> [Texte de la page]

Les juges ont de nouveau motivé leur décision par leur crainte pour la protection des témoins, ainsi que par leur refus que l'accusé risque l'emprisonnement à perpétuité en isolement.
A la lumière de ce raisonnement, les juridictions européennes ont rejeté elles aussi les demandes d'extradition du Rwanda contre ses ressortissants résidant à l'étranger et suspectés d'avoir participé au génocide. Seule la Grande-Bretagne a pour le moment accepté d'extrader quatre ressortissants rwandais suspects de génocide : V. Bajinya, C. Munyaneza, E. Nteziryayo et C. Ugirashebuja. En juin, après s'être livrée à un examen minutieux, la Cour britannique n'avait observé aucune raison de s'y opposer. Cette décision est en appel.
Au contraire, la Cour d'appel de Paris vient de refuser d'extrader Isaac Kamali, naturalisé français depuis 2002. Deux décisions identiques ont été prises auparavant concernant Pascal Simbikangwa par la Cour d'appel de Mamoudzou de Mayotte où il avait été arrêté en octobre, et Marcel Bivugabagabo par la Cour d'appel de Toulouse. Ce dernier était sous écrou extraditionnel depuis le mois de janvier.
Claver Kamana attend toujours une décision. La Cour d'appel de Chambéry avait donné un avis favorable à son extradition, mais « circonstance rare » selon Me Philippe Gréciano, conseil dans plusieurs affaires de ce type, la Cour de cassation a cassé et annulé la décision de la juridiction de Savoie considérant qu'elle « n'avait pas exercé son devoir de contrôle du bien fondé de l'extradition». L'affaire est dorénavant entre les mains de la Cour d'appel de Lyon.
L'Allemagne a elle aussi refusé de livrer les suspects de génocide Onesphore Rwabukombe et Callixte Mbarushimana. Les juges allemands ont considéré que le refus du TPIR de transférer des affaires vers le Rwanda « au motif que les droits de la personne n'étaient pas garantis », n'était « pas un cas d'espèce» a expliqué Me Greciano à l'agence Hirondelle, mais « qu'il s'agissait de l'affirmation d'un principe fondamental à valeur constitutionnelle », ce qui les a autorisés à déclarer irrecevable les demandes de Kigali sans même les examiner sur le fond.

> [Énoncé du problème 1] D'après l'article sur les extraditions, quel pays est le seul à avoir accepté pour le moment d'extrader quatre ressortissants rwandais suspects de génocide ?
> [Énoncé du problème 2] Recopiez fidèlement le passage de l'article sur les extraditions qui s'ouvre sur les mots « A la lumière » et se termine par « est en appel. ».
Les enregistrements n'ont aucun lien avec l'article sur les extraditions.

> [Entrées répertoriées]
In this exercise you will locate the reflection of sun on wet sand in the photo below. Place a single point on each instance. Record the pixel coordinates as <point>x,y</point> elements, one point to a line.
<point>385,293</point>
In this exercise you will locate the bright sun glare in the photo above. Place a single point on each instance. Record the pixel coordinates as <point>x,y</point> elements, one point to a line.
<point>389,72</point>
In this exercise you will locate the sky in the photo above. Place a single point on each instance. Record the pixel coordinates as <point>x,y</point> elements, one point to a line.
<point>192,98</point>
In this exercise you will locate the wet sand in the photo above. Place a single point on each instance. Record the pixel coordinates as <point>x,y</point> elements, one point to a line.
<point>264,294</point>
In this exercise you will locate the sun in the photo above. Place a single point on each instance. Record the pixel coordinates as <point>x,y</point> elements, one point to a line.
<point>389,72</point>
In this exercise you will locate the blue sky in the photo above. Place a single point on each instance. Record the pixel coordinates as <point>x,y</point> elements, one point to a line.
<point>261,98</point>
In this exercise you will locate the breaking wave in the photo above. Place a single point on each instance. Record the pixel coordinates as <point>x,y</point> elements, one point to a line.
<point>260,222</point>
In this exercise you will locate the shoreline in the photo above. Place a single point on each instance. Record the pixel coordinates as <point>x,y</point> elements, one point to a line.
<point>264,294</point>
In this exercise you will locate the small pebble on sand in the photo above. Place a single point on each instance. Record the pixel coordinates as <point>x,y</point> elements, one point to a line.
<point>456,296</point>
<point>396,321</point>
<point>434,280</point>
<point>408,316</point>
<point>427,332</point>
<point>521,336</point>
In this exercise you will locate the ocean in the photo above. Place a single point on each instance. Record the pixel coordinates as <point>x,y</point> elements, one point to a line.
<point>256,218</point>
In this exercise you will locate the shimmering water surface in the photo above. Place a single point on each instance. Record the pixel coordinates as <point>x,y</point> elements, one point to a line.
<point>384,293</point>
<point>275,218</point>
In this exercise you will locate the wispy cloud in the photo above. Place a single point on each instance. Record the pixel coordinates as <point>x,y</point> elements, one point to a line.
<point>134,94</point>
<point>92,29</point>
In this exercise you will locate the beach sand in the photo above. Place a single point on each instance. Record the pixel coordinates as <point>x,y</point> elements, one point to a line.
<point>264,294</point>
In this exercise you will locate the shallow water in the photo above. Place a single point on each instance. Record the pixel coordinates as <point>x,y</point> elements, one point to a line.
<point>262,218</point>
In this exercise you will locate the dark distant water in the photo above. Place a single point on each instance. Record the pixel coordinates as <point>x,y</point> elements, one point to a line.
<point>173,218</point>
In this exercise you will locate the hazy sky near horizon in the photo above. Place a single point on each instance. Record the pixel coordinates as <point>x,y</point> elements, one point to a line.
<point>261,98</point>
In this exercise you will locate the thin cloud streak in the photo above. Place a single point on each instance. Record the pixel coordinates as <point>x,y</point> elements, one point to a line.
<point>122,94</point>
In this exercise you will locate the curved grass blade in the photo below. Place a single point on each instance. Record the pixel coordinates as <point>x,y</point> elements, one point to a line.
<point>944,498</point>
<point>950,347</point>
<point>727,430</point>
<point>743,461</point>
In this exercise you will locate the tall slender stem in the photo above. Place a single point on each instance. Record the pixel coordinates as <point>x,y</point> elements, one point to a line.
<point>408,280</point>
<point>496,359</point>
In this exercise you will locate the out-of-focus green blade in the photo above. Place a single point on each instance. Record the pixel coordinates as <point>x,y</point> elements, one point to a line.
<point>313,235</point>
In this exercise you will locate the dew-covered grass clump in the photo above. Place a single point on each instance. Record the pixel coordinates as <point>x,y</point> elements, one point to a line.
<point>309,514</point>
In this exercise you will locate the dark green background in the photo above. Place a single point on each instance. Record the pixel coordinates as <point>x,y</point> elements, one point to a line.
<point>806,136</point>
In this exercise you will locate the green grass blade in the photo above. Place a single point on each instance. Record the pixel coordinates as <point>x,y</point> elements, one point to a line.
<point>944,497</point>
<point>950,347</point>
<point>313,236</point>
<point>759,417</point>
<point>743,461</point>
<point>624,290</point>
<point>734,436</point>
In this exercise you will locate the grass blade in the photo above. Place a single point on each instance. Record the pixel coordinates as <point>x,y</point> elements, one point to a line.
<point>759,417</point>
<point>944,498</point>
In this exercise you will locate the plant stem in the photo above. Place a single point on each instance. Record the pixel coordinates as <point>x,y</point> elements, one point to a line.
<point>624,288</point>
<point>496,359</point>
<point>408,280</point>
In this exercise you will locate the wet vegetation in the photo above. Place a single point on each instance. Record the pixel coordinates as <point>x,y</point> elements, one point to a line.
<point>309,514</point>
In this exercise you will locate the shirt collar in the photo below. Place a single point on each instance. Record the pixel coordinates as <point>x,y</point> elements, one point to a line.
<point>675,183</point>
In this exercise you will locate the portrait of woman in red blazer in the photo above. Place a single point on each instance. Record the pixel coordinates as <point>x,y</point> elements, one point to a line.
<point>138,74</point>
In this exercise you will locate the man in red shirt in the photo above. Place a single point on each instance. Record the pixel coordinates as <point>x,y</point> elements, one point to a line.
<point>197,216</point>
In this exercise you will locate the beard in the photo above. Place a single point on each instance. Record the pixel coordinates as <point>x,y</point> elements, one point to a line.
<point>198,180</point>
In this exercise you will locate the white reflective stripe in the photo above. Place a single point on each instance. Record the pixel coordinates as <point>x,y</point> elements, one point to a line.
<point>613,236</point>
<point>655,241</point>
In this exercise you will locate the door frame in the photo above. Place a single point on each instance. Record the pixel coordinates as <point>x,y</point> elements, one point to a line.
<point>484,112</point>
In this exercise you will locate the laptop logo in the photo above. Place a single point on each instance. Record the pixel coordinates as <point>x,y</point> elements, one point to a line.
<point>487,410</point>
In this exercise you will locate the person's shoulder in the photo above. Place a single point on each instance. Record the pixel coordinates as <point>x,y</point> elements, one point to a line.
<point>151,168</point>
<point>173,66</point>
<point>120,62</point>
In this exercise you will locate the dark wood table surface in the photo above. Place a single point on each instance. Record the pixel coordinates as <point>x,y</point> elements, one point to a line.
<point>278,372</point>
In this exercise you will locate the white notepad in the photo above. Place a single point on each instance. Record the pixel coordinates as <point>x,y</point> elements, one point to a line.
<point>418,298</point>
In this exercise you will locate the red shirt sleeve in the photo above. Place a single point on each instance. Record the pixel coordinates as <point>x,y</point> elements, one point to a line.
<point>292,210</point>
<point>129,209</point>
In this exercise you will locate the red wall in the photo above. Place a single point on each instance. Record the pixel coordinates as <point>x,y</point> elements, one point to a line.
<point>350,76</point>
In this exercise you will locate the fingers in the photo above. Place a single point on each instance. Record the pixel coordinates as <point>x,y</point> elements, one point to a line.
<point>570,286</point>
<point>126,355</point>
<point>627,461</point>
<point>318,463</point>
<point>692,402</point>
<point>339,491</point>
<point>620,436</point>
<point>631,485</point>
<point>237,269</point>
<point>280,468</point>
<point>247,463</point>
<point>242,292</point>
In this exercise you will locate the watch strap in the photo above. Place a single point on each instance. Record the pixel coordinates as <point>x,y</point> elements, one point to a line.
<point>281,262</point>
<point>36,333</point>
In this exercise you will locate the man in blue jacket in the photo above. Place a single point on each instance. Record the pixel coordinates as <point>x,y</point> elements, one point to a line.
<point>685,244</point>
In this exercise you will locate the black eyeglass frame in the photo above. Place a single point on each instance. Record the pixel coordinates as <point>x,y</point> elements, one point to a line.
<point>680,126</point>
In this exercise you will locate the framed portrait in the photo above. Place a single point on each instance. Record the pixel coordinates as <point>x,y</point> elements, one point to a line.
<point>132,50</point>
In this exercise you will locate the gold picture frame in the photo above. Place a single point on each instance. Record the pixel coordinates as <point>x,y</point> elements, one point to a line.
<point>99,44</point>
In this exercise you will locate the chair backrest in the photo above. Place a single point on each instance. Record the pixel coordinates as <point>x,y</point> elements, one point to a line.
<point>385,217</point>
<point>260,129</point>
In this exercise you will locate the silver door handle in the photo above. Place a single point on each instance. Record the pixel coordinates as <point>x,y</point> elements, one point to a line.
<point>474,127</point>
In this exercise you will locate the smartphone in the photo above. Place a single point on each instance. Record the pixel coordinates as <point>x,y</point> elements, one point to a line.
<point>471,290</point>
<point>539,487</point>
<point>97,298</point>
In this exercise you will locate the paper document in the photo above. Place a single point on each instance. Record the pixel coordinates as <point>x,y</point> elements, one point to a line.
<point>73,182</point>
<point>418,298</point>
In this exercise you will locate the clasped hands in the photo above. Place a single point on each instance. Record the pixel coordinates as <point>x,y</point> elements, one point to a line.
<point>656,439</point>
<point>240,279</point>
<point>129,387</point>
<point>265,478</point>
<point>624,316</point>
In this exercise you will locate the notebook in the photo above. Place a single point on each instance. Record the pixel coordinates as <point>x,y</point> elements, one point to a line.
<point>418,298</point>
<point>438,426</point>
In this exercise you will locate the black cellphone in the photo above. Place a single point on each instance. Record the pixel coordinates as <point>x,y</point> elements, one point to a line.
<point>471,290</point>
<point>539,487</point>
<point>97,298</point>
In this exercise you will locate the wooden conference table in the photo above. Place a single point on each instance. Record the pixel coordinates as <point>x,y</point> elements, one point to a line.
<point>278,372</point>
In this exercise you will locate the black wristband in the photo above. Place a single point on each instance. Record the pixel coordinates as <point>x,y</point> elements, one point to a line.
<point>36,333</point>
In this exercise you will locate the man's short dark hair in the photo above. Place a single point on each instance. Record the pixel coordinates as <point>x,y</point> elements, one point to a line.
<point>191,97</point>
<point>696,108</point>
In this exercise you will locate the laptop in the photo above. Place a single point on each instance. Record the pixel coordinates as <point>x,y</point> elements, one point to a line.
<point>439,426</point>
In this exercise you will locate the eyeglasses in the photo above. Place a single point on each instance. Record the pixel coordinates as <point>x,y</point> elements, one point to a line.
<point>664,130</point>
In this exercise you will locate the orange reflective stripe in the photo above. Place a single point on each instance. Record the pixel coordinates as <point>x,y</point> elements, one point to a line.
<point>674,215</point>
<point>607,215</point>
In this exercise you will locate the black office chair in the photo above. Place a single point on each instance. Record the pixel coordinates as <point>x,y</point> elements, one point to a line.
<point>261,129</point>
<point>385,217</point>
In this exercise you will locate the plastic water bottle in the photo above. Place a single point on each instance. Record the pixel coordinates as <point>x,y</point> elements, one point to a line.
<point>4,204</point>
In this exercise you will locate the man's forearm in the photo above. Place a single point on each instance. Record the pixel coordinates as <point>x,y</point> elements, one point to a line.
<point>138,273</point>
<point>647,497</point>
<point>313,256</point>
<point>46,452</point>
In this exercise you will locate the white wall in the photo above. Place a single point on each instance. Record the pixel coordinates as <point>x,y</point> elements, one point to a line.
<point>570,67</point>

> [Solution du problème 1] La Grande-Bretagne.

> [Solution du problème 2]
A la lumière de ce raisonnement, les juridictions européennes ont rejeté elles aussi les demandes d'extradition du Rwanda contre ses ressortissants résidant à l'étranger et suspectés d'avoir participé au génocide. Seule la Grande-Bretagne a pour le moment accepté d'extrader quatre ressortissants rwandais suspects de génocide : V. Bajinya, C. Munyaneza, E. Nteziryayo et C. Ugirashebuja. En juin, après s'être livrée à un examen minutieux, la Cour britannique n'avait observé aucune raison de s'y opposer. Cette décision est en appel.